Saved data entries:
□ □ □ □ □ □ □

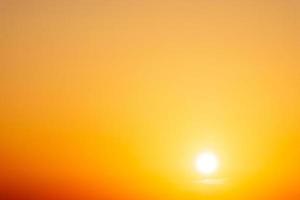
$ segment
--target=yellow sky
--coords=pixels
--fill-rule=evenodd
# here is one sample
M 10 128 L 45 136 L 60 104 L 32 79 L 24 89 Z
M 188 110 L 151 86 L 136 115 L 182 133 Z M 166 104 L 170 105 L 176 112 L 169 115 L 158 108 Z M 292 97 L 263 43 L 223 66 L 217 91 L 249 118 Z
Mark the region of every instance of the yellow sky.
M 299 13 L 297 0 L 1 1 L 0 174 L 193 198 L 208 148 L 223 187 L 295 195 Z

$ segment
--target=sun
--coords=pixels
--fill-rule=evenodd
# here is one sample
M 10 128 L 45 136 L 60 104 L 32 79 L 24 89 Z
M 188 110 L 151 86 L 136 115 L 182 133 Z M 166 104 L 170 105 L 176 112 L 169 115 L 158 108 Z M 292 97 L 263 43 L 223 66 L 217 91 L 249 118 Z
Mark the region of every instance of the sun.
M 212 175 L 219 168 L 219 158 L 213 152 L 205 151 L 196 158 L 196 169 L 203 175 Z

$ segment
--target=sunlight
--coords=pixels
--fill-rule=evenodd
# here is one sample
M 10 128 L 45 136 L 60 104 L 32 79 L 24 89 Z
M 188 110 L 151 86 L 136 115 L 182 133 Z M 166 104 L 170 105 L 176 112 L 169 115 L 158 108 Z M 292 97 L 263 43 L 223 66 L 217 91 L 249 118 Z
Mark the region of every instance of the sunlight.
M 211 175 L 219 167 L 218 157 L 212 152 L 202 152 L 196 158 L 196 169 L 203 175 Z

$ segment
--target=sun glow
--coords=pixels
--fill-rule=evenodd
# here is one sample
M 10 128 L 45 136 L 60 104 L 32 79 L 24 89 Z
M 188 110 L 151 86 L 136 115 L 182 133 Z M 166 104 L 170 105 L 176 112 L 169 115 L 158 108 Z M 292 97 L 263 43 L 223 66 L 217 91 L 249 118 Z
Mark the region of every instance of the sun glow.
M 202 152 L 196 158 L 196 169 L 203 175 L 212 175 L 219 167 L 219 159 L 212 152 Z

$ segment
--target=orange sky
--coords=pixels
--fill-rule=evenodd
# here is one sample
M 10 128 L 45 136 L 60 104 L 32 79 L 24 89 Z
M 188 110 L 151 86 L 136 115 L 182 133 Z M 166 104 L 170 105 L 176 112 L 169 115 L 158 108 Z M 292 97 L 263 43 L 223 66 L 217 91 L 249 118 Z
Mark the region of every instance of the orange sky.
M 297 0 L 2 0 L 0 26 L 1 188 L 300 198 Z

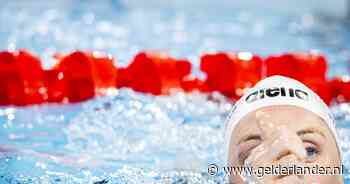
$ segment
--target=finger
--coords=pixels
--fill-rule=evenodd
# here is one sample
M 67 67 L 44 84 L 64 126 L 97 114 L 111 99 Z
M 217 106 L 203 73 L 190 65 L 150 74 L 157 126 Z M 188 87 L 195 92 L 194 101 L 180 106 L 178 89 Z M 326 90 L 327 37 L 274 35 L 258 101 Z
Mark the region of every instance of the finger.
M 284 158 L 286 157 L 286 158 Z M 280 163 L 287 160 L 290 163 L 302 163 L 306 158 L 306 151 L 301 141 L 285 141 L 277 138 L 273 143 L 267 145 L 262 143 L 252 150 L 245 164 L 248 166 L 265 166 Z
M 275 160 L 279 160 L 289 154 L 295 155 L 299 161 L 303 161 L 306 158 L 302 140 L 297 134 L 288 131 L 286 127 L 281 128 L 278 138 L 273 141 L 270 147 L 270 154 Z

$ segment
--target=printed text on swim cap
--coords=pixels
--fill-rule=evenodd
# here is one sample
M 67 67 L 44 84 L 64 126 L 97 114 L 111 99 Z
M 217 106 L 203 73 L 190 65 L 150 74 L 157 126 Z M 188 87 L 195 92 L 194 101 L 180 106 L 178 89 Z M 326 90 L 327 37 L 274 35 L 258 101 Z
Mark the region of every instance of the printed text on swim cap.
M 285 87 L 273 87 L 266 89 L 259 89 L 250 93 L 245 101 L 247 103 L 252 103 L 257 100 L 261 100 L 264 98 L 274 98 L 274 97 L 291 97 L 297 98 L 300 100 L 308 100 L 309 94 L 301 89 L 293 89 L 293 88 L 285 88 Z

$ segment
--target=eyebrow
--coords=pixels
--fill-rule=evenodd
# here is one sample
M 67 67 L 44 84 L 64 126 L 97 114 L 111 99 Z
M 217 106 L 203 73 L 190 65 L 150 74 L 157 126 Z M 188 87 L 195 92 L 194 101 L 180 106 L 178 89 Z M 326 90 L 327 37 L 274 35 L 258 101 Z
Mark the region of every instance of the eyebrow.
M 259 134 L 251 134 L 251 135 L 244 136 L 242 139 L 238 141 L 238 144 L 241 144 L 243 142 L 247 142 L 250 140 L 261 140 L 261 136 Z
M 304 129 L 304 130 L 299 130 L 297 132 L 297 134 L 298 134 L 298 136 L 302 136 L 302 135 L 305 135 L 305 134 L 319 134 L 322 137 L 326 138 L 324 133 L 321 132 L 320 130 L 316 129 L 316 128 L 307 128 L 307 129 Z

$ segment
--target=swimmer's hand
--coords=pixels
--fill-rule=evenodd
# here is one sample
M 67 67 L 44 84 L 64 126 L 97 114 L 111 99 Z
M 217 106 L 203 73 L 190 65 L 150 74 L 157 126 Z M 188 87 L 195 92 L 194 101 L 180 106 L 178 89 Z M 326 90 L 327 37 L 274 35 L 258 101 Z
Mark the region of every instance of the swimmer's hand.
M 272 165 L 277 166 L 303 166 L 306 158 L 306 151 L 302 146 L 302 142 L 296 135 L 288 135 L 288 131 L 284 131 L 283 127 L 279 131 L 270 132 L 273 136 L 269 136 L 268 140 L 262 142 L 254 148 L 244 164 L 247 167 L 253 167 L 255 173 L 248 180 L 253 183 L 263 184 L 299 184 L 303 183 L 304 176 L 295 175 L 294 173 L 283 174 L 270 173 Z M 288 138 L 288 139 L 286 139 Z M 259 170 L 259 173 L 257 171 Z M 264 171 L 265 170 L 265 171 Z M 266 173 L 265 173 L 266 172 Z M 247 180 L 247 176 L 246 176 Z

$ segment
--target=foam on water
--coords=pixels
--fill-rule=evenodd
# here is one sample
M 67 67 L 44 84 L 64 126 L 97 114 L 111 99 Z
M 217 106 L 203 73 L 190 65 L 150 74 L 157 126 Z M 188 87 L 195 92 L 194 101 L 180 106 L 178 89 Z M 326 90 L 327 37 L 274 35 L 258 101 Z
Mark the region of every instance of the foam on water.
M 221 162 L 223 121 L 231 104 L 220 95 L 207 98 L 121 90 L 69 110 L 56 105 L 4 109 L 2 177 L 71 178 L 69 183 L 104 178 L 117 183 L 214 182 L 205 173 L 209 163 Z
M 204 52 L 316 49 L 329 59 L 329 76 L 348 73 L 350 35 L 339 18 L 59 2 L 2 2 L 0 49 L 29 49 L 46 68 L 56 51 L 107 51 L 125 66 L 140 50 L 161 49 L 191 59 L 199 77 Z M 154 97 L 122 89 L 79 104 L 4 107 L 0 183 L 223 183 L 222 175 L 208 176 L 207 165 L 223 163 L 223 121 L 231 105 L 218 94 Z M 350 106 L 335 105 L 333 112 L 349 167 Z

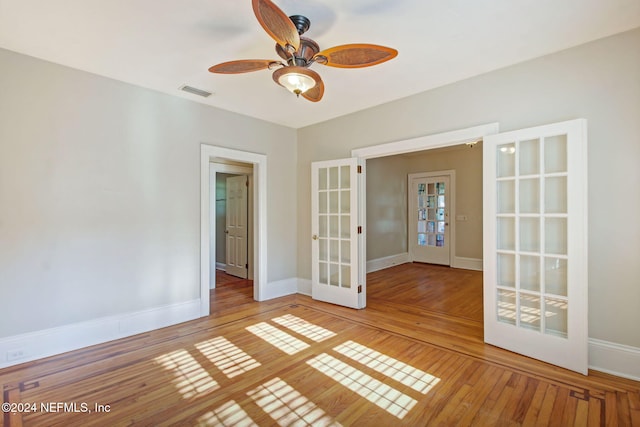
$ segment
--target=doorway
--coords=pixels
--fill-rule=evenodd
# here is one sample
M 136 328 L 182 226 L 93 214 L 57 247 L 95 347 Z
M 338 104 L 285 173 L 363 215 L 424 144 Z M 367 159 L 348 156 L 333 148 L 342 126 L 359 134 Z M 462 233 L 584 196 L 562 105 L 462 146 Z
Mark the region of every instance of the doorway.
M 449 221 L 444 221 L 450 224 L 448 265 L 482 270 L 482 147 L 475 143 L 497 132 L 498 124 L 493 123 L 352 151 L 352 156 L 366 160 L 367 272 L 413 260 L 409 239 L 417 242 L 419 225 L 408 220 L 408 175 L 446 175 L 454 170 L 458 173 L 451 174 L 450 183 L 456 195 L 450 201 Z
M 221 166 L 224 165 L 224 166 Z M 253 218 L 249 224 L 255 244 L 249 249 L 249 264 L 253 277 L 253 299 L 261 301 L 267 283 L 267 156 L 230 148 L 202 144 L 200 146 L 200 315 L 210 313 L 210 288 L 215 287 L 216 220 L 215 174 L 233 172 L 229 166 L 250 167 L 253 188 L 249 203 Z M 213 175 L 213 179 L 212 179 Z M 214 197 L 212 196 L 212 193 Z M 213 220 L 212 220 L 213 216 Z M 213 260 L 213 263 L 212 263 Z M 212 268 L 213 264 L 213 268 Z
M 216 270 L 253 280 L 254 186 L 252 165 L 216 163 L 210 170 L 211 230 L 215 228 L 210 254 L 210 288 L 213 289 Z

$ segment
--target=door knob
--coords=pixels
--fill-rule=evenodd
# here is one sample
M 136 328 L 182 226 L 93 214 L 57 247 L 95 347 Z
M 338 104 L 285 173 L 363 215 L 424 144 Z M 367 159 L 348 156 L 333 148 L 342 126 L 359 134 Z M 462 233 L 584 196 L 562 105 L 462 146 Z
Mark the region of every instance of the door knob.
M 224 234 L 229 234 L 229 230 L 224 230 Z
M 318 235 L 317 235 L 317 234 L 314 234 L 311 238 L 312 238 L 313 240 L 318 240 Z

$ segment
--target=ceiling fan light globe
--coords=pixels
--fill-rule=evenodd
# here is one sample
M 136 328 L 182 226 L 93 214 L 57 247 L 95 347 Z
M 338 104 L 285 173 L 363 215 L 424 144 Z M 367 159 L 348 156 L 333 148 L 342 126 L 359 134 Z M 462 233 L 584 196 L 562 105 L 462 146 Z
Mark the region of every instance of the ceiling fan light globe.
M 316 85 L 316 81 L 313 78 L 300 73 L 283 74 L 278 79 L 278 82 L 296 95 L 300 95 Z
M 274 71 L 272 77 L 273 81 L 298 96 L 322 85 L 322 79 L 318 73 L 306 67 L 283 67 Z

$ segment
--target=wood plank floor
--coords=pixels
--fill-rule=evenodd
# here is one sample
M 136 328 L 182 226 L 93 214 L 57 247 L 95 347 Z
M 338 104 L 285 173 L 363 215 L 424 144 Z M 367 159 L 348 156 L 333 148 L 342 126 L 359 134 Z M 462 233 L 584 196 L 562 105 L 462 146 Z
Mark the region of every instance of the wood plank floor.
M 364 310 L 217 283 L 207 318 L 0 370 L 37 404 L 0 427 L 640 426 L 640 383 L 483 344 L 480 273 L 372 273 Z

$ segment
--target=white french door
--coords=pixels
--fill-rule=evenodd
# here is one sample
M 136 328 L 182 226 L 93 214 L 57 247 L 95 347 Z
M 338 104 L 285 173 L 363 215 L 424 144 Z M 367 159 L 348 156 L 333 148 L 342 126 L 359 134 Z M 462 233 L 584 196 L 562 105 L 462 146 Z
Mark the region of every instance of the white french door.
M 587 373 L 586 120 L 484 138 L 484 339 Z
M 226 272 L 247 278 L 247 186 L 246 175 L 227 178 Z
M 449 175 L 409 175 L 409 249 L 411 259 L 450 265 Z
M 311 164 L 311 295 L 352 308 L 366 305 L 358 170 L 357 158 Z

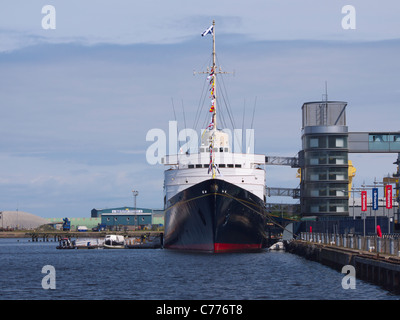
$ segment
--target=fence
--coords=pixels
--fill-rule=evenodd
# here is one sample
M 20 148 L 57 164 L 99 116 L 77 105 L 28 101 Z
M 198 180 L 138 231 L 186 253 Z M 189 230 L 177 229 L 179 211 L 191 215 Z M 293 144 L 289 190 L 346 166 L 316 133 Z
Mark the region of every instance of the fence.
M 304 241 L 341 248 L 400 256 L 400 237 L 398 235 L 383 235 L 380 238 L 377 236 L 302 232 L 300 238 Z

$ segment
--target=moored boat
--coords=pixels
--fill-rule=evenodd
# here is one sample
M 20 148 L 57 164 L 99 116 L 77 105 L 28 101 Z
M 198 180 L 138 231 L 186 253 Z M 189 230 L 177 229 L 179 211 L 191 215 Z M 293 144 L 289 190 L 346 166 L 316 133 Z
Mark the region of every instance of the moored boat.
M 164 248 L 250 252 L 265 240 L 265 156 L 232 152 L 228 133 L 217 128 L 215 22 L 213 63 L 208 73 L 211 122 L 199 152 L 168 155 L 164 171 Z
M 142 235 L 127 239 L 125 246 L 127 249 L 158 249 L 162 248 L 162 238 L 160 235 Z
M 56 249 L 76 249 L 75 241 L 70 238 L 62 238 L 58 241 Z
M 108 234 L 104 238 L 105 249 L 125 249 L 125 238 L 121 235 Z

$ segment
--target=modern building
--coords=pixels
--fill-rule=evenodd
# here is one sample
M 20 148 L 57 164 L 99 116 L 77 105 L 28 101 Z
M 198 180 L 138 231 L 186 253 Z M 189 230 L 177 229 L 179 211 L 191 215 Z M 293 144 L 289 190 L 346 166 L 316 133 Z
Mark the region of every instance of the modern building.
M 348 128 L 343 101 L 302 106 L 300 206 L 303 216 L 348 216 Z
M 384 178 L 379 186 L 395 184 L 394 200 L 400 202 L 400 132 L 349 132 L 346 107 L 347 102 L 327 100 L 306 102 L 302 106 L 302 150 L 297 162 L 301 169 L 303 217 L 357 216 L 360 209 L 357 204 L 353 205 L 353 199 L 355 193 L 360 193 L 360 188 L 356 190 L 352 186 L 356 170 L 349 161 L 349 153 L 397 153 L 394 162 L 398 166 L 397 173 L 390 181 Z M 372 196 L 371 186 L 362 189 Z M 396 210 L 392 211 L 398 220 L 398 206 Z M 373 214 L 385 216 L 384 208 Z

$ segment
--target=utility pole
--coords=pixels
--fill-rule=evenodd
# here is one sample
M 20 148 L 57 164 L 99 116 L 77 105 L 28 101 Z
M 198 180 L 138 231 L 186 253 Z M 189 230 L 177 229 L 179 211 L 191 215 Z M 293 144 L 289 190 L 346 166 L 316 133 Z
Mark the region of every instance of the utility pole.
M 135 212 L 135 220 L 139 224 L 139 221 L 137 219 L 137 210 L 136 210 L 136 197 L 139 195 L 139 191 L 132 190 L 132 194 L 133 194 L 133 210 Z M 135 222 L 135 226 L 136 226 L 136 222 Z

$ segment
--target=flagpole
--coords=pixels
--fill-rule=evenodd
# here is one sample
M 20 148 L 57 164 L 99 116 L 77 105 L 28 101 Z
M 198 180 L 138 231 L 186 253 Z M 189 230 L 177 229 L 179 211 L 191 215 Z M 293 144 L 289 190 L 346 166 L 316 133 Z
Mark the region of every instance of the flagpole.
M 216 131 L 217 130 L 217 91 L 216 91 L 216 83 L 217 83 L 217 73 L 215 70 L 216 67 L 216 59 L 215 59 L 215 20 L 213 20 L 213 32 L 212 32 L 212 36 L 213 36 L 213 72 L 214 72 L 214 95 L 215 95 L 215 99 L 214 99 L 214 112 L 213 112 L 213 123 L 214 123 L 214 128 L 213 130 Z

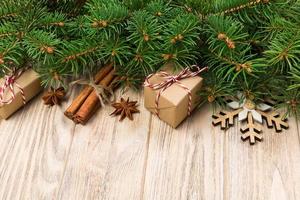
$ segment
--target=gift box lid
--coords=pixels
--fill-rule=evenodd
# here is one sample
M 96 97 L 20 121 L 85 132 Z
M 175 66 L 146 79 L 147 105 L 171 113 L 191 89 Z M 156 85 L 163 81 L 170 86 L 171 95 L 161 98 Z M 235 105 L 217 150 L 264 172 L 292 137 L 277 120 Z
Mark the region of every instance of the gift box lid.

□ □ □ □ □ □ □

In the records above, find the line containing "Mark the region of every instance of the utility", then write out exactly that line and every later one through the last, omitting pictures.

Mark the region of every instance of the utility pole.
M 135 212 L 135 220 L 139 224 L 139 221 L 137 219 L 137 210 L 136 210 L 136 197 L 139 195 L 139 191 L 132 190 L 132 194 L 133 194 L 133 210 Z M 135 222 L 135 226 L 136 226 L 136 222 Z

$ segment
--target=flagpole
--coords=pixels
--fill-rule=evenodd
# here is one sample
M 20 148 L 57 164 L 99 116 L 77 105 L 28 101 Z
M 198 180 L 138 231 L 186 253 Z M 189 230 L 177 229 L 179 211 L 191 215 Z M 293 144 L 289 190 L 346 166 L 316 133 Z
Mark the region of every instance of the flagpole.
M 216 131 L 217 130 L 217 91 L 216 91 L 216 83 L 217 83 L 217 73 L 215 70 L 216 67 L 216 59 L 215 59 L 215 20 L 213 20 L 213 32 L 212 32 L 212 36 L 213 36 L 213 72 L 214 72 L 214 95 L 215 95 L 215 99 L 214 99 L 214 112 L 213 112 L 213 123 L 214 123 L 214 128 L 213 130 Z

$ segment
--target=gift box lid
--coords=pixels
--fill-rule=evenodd
# here is one sample
M 96 97 L 20 121 L 85 132 Z
M 175 66 L 146 79 L 147 105 L 171 113 L 191 89 Z M 156 85 L 163 81 L 170 86 L 171 95 L 161 98 Z M 235 105 L 217 150 L 264 172 L 292 137 L 277 120 Z
Mark the region of every instance of the gift box lid.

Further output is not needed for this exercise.